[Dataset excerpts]
★ ★ ★ ★

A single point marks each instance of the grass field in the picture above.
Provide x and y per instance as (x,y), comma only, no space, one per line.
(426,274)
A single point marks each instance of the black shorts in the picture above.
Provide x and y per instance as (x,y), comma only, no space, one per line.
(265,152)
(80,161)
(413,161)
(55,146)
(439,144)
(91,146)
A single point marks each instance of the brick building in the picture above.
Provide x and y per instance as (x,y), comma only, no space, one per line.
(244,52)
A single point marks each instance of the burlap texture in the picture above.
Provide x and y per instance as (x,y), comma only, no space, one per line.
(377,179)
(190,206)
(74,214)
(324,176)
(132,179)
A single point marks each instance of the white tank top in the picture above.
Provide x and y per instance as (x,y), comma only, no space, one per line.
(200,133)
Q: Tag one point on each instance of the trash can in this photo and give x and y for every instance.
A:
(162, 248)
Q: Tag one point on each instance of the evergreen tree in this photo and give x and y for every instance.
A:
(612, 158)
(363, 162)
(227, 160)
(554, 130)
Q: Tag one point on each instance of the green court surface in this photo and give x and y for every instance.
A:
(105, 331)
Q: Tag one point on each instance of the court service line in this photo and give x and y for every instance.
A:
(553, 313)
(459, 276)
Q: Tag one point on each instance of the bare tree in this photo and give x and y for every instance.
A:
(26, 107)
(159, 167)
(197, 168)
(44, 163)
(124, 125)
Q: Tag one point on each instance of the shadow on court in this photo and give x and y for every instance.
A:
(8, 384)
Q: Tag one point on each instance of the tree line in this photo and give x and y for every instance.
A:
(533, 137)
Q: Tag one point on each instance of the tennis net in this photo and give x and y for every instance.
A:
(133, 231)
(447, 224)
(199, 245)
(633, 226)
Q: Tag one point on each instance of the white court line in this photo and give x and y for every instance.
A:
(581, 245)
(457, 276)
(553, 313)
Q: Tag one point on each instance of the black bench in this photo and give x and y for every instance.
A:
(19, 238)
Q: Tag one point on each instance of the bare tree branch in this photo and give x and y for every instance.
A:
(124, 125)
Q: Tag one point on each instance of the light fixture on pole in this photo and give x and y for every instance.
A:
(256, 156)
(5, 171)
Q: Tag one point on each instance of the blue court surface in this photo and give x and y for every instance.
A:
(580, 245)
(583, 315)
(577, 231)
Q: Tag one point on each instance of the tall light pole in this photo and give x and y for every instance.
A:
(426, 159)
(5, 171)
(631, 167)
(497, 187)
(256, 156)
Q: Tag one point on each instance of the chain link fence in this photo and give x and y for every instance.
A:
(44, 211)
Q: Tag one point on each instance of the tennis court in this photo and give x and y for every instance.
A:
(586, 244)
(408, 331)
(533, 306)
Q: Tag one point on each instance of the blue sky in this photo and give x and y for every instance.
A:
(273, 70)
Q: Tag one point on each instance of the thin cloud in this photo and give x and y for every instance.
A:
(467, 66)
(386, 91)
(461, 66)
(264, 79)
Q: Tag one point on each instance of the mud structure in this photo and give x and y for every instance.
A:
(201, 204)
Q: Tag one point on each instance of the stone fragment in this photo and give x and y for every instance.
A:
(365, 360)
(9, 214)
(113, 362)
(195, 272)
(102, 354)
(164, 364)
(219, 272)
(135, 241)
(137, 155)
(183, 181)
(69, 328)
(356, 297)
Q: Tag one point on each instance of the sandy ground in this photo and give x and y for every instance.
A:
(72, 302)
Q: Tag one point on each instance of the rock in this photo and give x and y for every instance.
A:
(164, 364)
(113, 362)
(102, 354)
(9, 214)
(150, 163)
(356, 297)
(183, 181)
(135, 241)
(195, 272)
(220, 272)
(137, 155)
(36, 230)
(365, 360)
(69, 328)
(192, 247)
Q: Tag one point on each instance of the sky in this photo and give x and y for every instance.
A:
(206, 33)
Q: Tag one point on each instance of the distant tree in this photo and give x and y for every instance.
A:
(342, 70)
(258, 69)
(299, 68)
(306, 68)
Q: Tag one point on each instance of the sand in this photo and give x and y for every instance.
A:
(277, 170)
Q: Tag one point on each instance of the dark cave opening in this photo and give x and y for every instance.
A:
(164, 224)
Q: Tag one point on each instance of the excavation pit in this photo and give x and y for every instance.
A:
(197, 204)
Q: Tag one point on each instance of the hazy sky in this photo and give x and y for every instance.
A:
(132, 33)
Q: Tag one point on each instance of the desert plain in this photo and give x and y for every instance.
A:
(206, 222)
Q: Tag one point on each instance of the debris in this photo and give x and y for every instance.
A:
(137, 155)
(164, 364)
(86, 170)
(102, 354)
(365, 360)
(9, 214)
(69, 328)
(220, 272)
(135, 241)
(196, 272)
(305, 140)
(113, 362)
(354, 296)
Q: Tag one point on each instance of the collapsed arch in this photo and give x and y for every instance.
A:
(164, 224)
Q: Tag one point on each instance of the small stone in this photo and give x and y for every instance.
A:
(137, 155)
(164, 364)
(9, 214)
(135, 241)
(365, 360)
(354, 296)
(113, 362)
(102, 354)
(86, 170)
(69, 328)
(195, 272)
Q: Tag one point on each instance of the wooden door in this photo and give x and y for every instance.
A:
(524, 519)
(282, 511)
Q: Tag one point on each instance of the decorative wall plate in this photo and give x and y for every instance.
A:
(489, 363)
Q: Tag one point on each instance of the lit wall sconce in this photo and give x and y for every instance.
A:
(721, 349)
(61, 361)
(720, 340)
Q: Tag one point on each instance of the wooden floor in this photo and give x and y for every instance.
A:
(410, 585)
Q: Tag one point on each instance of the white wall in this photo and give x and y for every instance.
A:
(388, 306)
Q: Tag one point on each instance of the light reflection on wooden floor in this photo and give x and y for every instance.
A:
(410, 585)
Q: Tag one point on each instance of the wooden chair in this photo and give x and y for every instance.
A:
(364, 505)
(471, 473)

★ ★ ★ ★

-- TASK INSTRUCTIONS --
Find every line above that includes the word "light", then state how many there are and nothing more.

-- RESPONSE TO THIS TASK --
3